I have had a journal since I was 14. Growing up in a huge family meant not being allowed to express ourselves. My grandparents and mother had too much on their plates to worry about the idle thoughts of a teen. And then I was introduced to writing, not as a boring school subject, but as a means by which I could finally be heard! I remember taking creative writing under the leadership of Mrs. Henderson at Bowie Middle School. She would make us write using different colors. Every paragraph had to be in a different color. The topics ranged from silly to serious but I loved her class. I looked forward to seeing Mrs. Henderson every other day because through her class, I was able to have a voice. My 14th birthday, after my mother got tired of me using up all our notebooks for my random rants, she bought me a journal. Those journals held some of deepest teen secrets and issues. I was completely myself through my writing, no filter.
Fast forward to 2016, I still have a journal, several of them now. They are a collection of the growth of Shelia. Some I wish I didn't write but others I go back and read and can remember exactly what I was doing at that time. With the start of me blogging came the dilemma. How much of my life do I really want to open to criticism and judgment? How do I tell my stories without exploiting the people I love most? How do I discuss my marriage to inspire people without it being looked at negatively? How often do I want to include pictures of my husband and son when I've been reluctant to share that part of me since his conception? My husband has a career that is important to him and to me. How do I include him in this journey without risking everything he's worked hard for? That's what I'm thinking about tonight as I think of that mother who simply wanted to share the beauty she saw in THAT moment. Moments are meant to be shared, sometimes. But there's also something so beautiful about just having those moments between the people that were there.
I talked to my sister Chetoria about my dilemma tonight and she said "write about the things you love and move you."
The world is wide open and I'm jumping into this with my heart open. Tonight, whatever dilemma you're facing, I challenge you to just breathe and let go. There's something amazing waiting for you after the jump. I trust that now more than ever.

- Listed records
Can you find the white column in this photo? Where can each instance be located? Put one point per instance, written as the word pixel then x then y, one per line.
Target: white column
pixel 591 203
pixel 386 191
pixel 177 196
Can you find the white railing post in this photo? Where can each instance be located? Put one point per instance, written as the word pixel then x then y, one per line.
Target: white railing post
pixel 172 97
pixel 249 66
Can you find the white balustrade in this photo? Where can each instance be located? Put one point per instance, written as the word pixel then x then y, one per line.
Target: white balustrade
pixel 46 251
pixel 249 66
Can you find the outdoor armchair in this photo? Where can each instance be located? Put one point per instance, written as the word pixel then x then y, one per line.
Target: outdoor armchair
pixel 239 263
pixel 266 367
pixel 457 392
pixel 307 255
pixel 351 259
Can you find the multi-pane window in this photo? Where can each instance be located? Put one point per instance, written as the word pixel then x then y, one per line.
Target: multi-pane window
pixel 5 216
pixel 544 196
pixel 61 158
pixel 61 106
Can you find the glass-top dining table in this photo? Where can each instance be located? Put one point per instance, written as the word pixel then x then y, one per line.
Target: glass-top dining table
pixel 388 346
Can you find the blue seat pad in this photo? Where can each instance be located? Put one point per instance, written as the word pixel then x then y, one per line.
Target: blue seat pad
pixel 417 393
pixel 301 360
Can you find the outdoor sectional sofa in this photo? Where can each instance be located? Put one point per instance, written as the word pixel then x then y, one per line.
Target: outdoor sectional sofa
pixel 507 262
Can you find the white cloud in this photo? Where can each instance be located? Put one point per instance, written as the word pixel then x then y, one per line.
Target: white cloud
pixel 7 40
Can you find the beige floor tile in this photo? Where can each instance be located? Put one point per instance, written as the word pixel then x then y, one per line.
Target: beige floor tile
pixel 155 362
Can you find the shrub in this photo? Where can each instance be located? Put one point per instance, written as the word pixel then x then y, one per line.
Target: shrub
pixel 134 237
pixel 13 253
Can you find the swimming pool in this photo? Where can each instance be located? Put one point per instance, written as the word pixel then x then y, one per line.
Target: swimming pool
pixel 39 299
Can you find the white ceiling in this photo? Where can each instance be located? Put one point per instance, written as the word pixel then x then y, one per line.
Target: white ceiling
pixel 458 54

- Prompt 1
In the blog post about journaling, why did the writer's mother buy her a journal on her 14th birthday?
- Prompt 2
In the blog post about journaling, who led the creative writing class the writer took at Bowie Middle School?
- Prompt 3
Duplicate the blog post about journaling from "The world is" up to and including "more than ever.".
The material has no role in any of this.

- Right answer 1
Her mother got tired of her using up all the family's notebooks for her random rants, so she bought her a journal.

- Right answer 2
Mrs. Henderson led the class.

- Right answer 3
The world is wide open and I'm jumping into this with my heart open. Tonight, whatever dilemma you're facing, I challenge you to just breathe and let go. There's something amazing waiting for you after the jump. I trust that now more than ever.